RECORDS: Begin

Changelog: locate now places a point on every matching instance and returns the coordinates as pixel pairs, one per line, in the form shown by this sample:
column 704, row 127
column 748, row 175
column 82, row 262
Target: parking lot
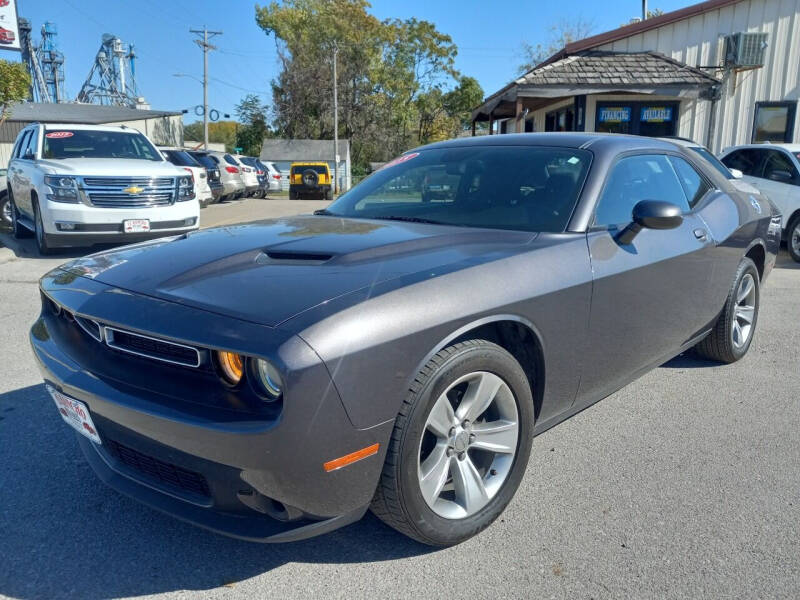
column 685, row 484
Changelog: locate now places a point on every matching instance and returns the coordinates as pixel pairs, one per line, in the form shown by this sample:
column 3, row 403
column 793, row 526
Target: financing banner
column 9, row 28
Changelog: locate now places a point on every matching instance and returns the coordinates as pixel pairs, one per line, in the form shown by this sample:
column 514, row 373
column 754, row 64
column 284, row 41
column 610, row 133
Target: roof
column 591, row 72
column 639, row 27
column 95, row 114
column 615, row 68
column 296, row 150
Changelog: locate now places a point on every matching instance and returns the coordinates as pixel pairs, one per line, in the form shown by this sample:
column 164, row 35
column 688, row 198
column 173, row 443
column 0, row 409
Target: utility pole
column 335, row 122
column 203, row 43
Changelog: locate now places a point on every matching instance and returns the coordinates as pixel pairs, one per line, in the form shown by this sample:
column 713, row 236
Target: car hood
column 270, row 271
column 117, row 167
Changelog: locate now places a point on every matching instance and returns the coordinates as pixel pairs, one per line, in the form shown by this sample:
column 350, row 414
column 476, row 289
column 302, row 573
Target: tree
column 252, row 114
column 15, row 84
column 560, row 34
column 385, row 70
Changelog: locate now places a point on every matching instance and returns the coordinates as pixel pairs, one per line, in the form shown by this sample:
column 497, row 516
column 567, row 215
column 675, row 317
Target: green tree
column 252, row 114
column 559, row 35
column 384, row 70
column 15, row 83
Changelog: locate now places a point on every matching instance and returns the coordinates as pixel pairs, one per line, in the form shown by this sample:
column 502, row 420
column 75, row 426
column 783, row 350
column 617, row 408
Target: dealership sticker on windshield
column 75, row 413
column 401, row 159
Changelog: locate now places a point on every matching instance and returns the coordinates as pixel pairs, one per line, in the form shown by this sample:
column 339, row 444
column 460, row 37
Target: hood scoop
column 290, row 257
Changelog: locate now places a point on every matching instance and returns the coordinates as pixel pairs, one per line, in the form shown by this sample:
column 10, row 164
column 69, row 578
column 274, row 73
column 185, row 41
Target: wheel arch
column 517, row 335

RECORDS: End

§ **DESCRIPTION OF THE TASK**: Your reply must match the data above line for line, except that it holds no pictures.

§ **RESULT FOR THIS TASK**:
Changelog: locate now places a point on every matching instance and returns the coordinates as pixel pairs, one per line, in the form shown by this sample:
column 704, row 127
column 748, row 175
column 82, row 262
Target: parking lot
column 685, row 484
Changelog: locate now places a point on every matching instance and returns the coordinates as pixel pairs, one per line, in the form shown by this sample:
column 3, row 403
column 793, row 526
Target: financing banner
column 9, row 28
Changelog: locate now places a point on every matching instance and returns the coordinates as pixel pairs, one per line, in the form shown by this sample:
column 514, row 373
column 754, row 64
column 284, row 41
column 610, row 133
Target: roof
column 591, row 72
column 639, row 27
column 95, row 114
column 615, row 68
column 296, row 150
Changelog: locate now places a point on every matching instance and returns the coordinates as pixel pairs, one per line, in the form shown by this sample:
column 164, row 35
column 688, row 198
column 173, row 443
column 0, row 409
Target: utility pole
column 335, row 122
column 203, row 43
Changelog: locate now places a point on every matching instance and returns the coordinates as pixel pairs, one per line, in the form shown by this sample:
column 713, row 236
Target: car hood
column 270, row 271
column 117, row 167
Changelog: locate now places a point on every matching instance and returns the coordinates as pixel pairs, one per line, in the form shown by this sample:
column 350, row 414
column 476, row 289
column 302, row 573
Target: tree
column 252, row 114
column 15, row 84
column 560, row 34
column 385, row 70
Changelog: locate now places a point on every matching instance and returns the coordinates as pixel pairs, one per line, in the form shown by this sample:
column 497, row 516
column 567, row 215
column 675, row 317
Target: green tree
column 252, row 114
column 559, row 35
column 384, row 70
column 15, row 83
Changelog: locate now places a point on every matching instance and returns the coordinates as pixel pairs, one per line, in the form shown by this sample:
column 502, row 420
column 75, row 426
column 783, row 350
column 617, row 408
Target: dealership sticker on windshield
column 75, row 413
column 401, row 159
Changelog: locate now places a point on every matching instance and returns the coordinates as pixel pairs, one per line, in the form shown by this sample:
column 339, row 444
column 460, row 37
Target: hood scoop
column 290, row 257
Changelog: locate now places a point on every matching instance and returns the coordinates as pixel pairs, one per line, in the form shown by this sample:
column 10, row 164
column 69, row 578
column 274, row 73
column 185, row 41
Target: wheel arch
column 517, row 335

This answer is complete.